Supplied material below:

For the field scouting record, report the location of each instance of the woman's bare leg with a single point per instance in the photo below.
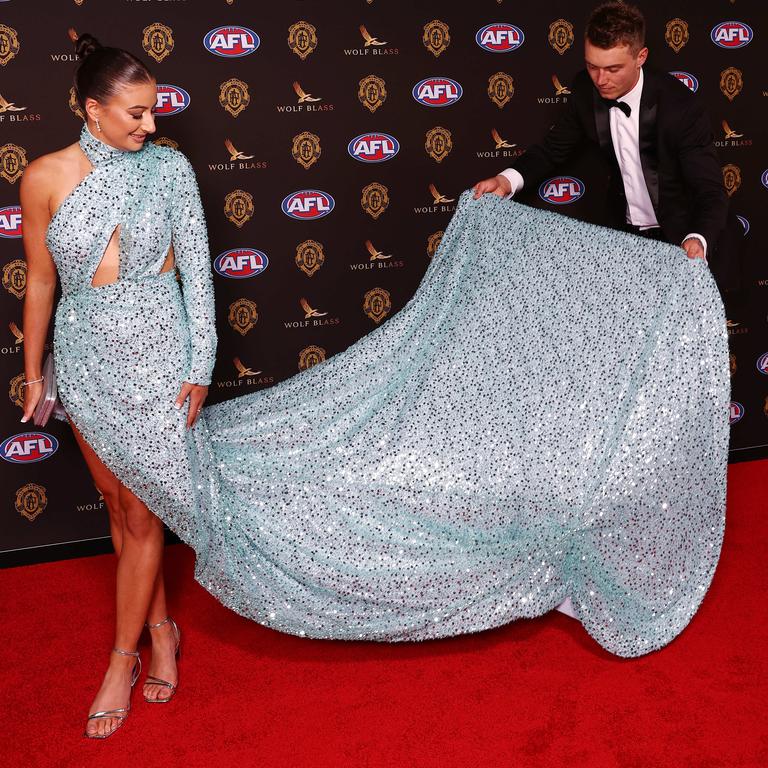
(138, 538)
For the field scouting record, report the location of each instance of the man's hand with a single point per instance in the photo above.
(496, 185)
(692, 246)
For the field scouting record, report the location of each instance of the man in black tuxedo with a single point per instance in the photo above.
(665, 178)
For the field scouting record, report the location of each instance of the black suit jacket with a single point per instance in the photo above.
(680, 164)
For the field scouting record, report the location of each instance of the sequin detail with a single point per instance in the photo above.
(547, 416)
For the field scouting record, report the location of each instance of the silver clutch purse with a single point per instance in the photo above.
(49, 400)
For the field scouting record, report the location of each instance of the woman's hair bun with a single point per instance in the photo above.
(86, 44)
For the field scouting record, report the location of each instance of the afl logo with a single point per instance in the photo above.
(437, 92)
(231, 42)
(28, 447)
(10, 221)
(500, 38)
(171, 100)
(731, 34)
(308, 204)
(561, 190)
(373, 147)
(239, 263)
(687, 79)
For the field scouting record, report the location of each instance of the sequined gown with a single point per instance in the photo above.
(547, 417)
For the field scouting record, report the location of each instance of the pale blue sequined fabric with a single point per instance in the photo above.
(546, 417)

End of Supplied material.

[Task item]
Produce the data again character for character, with the images left out.

[The answer]
For the field scouting record, report the location of each instance of the woman's bare leg with a single point per instance in the photo below.
(138, 538)
For the field scouting record, report the location of each instance of the man's hand with a single point per instance in the photo above.
(496, 185)
(692, 246)
For the field scouting record, report the location of each instance of the man in black tuxedo with a single point per instance in the photo above.
(665, 178)
For the field scouting record, report the location of each instance of the black suit jacket with a single point per instance in the photo above.
(680, 164)
For the field scouting record, report the location of each instance of the sequin detail with a single point per instance in the photo above.
(547, 416)
For the field scouting record, report the location of each instance of the silver clutch purse with a single point per instance in the photo above.
(49, 400)
For the field scouting record, report the location of each instance of the woman's hair bun with a single point per instance in the photo above.
(86, 44)
For the field scouting record, report the location of each instance of the afl logo with a single point per instance in the photo above.
(437, 92)
(231, 42)
(28, 447)
(10, 221)
(500, 38)
(171, 100)
(731, 34)
(308, 204)
(561, 190)
(373, 147)
(239, 263)
(687, 79)
For the field scouting record, report the location of each instance of the sequined gown with a single point per instance in the photo above.
(547, 417)
For the field scouting record, report the location of each instance of the pale blue sequined fabric with a single point per instance in the photo above.
(546, 417)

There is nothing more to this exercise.